INSTRUCCIONES –
En la reflexión sobre la alegría y la misericordia, ¿qué simboliza la puerta santa según el Papa Francisco?

SELECCIÓN –

========================================================================

El otro día leía: “El reino de Dios se hace presente donde las personas actúan con misericordia. Lo que hay que hacer es introducir en la vida de todos la compasión, una compasión parecida a la de Dios; lo primero era entender y compartir la alegría de Dios”[1]. La alegría del encuentro. La alegría que nos viene de Dios.

La misericordia hace posible que llenemos de alegría el corazón de los hombres. La compasión hacia el que sufre y necesita alegrar su vida.

Ojalá mi vida lograra que otros saltaran de alegría al verme. Ahora en las fiestas navideñas lo deseamos.

A veces es difícil. Se dan cenas tensas en las que no todo sale perfecto. No hay alegría y los temas que se hablan son superficiales. Todo es demasiado serio.

¿Cómo lograr que otros salten de alegría? La única forma es estar yo lleno de alegría. Alegrarme con la vida que llevo. No andar buscando que me aprueben. Estar en paz conmigo mismo y con el mundo. No es tan sencillo, pero es lo que deseo.

María llega y llena todo de alegría. Y Juan salta de alegría en su seno. Las miradas se encuentran llenas de amor y esperanza. De viento y luz. De sonrisas y sueños. Es el encuentro que cambia el corazón.

Se abre la puerta. El corazón de Isabel se abre. El corazón de María llega abierto. Porque la misericordia llega a nosotros. Dice el Papa Francisco: “La puerta santa simboliza a Jesús”. La puerta que se abre es Jesús mismo.

Me emociona pensar en la alegría de Isabel, en la alegría de María. La alegría provocada por Jesús. Es un hondo encuentro de amor. Un encuentro de misericordia.

Una mirada basta para cambiar nuestra vida. La mirada de Isabel, la mirada de María. Una mirada y el corazón se llena del Espíritu Santo.

========================================================================

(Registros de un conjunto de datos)
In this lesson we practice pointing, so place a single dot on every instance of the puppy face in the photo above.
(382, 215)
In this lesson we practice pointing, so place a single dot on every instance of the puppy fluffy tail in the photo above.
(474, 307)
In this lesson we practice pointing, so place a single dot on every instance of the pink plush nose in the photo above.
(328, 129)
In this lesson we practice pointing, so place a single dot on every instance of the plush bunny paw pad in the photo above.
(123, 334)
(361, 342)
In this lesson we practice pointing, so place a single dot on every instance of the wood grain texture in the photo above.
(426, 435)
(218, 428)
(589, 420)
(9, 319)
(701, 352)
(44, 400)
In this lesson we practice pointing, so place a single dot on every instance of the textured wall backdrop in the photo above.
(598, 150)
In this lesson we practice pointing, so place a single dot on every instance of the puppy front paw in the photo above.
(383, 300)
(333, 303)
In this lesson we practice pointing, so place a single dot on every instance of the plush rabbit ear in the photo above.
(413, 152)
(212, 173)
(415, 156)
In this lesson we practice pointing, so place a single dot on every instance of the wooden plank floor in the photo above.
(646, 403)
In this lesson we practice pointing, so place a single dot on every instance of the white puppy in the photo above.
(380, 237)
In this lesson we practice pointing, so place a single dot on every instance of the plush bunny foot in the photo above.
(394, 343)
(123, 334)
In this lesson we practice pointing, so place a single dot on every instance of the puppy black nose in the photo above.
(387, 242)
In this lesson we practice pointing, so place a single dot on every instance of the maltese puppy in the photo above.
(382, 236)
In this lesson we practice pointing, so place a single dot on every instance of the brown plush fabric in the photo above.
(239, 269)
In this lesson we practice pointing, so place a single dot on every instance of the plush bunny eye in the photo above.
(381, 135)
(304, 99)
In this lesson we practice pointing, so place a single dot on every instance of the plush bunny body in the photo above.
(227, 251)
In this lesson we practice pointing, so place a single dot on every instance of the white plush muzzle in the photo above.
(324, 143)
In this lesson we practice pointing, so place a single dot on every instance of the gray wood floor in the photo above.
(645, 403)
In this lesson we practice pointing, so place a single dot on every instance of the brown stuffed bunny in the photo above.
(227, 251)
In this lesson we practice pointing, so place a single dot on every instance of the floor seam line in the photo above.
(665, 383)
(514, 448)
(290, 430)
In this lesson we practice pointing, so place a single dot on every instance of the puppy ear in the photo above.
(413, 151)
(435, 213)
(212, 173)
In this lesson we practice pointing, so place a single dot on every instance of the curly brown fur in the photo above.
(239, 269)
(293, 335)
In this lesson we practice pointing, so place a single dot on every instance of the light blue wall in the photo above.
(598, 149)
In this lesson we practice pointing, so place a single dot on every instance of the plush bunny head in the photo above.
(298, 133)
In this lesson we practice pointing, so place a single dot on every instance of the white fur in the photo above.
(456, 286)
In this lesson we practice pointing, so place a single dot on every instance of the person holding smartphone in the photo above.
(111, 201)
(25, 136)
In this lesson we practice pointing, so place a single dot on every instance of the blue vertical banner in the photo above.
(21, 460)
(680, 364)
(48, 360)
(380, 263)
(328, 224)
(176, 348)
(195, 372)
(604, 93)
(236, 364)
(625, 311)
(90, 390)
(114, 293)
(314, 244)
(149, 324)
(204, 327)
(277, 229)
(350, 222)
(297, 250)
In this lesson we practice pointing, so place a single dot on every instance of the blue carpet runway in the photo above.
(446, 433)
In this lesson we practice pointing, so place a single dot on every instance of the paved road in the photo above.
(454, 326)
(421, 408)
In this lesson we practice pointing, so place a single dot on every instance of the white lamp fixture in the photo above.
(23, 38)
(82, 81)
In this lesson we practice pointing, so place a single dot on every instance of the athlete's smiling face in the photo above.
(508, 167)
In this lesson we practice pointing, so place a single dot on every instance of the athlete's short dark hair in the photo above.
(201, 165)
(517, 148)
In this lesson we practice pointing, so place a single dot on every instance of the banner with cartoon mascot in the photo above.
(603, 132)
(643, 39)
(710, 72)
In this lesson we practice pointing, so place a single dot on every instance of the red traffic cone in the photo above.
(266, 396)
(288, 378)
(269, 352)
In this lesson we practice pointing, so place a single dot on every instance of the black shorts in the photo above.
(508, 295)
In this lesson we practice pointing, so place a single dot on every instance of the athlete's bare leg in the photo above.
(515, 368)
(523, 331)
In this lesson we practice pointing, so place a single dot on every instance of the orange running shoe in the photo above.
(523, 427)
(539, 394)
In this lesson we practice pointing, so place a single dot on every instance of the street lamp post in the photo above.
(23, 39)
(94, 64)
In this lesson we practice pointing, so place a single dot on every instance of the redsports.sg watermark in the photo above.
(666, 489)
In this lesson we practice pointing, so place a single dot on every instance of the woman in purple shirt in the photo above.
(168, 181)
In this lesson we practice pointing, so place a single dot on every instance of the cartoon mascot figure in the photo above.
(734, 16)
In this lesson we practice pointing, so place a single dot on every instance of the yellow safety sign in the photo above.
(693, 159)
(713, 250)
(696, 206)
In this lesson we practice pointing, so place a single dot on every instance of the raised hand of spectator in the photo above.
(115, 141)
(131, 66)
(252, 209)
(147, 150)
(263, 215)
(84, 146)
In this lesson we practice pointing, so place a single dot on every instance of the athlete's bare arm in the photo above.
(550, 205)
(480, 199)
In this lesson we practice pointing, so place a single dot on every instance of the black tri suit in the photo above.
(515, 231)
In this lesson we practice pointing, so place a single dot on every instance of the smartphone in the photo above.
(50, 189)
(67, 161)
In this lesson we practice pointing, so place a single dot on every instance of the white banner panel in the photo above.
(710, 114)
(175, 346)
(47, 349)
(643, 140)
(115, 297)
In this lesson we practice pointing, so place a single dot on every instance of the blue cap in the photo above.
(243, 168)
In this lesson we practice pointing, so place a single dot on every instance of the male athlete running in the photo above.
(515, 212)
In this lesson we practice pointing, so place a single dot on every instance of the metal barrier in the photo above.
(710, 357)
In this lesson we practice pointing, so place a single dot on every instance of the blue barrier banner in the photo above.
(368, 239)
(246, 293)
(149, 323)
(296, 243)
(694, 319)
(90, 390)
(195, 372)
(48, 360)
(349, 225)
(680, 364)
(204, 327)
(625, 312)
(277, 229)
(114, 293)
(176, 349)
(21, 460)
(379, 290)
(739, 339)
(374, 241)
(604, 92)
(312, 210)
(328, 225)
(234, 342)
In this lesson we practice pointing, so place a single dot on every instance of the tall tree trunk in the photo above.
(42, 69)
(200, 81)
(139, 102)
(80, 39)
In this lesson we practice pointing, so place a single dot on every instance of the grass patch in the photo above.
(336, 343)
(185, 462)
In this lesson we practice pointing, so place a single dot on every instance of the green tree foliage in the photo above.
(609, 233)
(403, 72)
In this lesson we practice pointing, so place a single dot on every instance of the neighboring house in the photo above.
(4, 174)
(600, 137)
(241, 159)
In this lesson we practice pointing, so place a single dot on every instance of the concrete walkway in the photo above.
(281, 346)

========================================================================

SOLUCIÓN –
Simboliza a Jesús.